AUFGABE A. Drucke sämtliche Einträge weiter unten Zeile für Zeile und zeichengetreu ab.

TEXTAUSSCHNITT.
○ ○ ○

# Diablo3 Alternative



## wind1945 (28. Juni 2012)

Hi

Vorab ich habe keinen vergleichbaren Thread gefunden. Ich habe nun keine Lust mehr auf Diablo 3 und wollte euch fragen welche Alternativen gibt es ? Also Diablo 1 und 2 habe ich extrem lange gespielt und deshalb ist es keine Alternative. Titan Quest hat mir auch sehr viel Spaß gemacht aber auch hier ist der Drops schon gelutscht. Ich freue mich auf eure Vorschläge.

Gruß


----------



## OldShatterhand (28. Juni 2012)

Warte auf Lineage Eternal - Twilight Resistance oder Torchlight 2. Was anderes wüsst ich auch gerade nicht.


----------



## Keksautomat (28. Juni 2012)

Realms of Ancient War. Ist schon raus, hab dazu aber noch keinen Test gelesen.


----------



## MisterSmith (28. Juni 2012)

○ ○ ○

AUFGABE B. Gib bitte den Forenthread über Alternativen zu Diablo 3 oben vollständig und unverändert aus.

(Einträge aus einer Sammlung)
○ ○ ○

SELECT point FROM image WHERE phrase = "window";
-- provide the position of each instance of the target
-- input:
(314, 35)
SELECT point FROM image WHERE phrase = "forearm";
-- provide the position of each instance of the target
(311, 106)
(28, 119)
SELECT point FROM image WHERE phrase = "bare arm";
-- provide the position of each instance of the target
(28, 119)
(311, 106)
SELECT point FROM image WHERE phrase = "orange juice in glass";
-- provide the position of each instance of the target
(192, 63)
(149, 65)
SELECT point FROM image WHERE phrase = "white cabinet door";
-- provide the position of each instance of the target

○ ○ ○

ERWARTETE AUSGABE A.
SELECT point FROM image WHERE phrase = "window";
-- provide the position of each instance of the target
-- input:
(314, 35)
SELECT point FROM image WHERE phrase = "forearm";
-- provide the position of each instance of the target
(311, 106)
(28, 119)
SELECT point FROM image WHERE phrase = "bare arm";
-- provide the position of each instance of the target
(28, 119)
(311, 106)
SELECT point FROM image WHERE phrase = "orange juice in glass";
-- provide the position of each instance of the target
(192, 63)
(149, 65)
SELECT point FROM image WHERE phrase = "white cabinet door";
-- provide the position of each instance of the target

ERWARTETE AUSGABE B.
# Diablo3 Alternative



## wind1945 (28. Juni 2012)

Hi

Vorab ich habe keinen vergleichbaren Thread gefunden. Ich habe nun keine Lust mehr auf Diablo 3 und wollte euch fragen welche Alternativen gibt es ? Also Diablo 1 und 2 habe ich extrem lange gespielt und deshalb ist es keine Alternative. Titan Quest hat mir auch sehr viel Spaß gemacht aber auch hier ist der Drops schon gelutscht. Ich freue mich auf eure Vorschläge.

Gruß


----------



## OldShatterhand (28. Juni 2012)

Warte auf Lineage Eternal - Twilight Resistance oder Torchlight 2. Was anderes wüsst ich auch gerade nicht.


----------



## Keksautomat (28. Juni 2012)

Realms of Ancient War. Ist schon raus, hab dazu aber noch keinen Test gelesen.


----------



## MisterSmith (28. Juni 2012)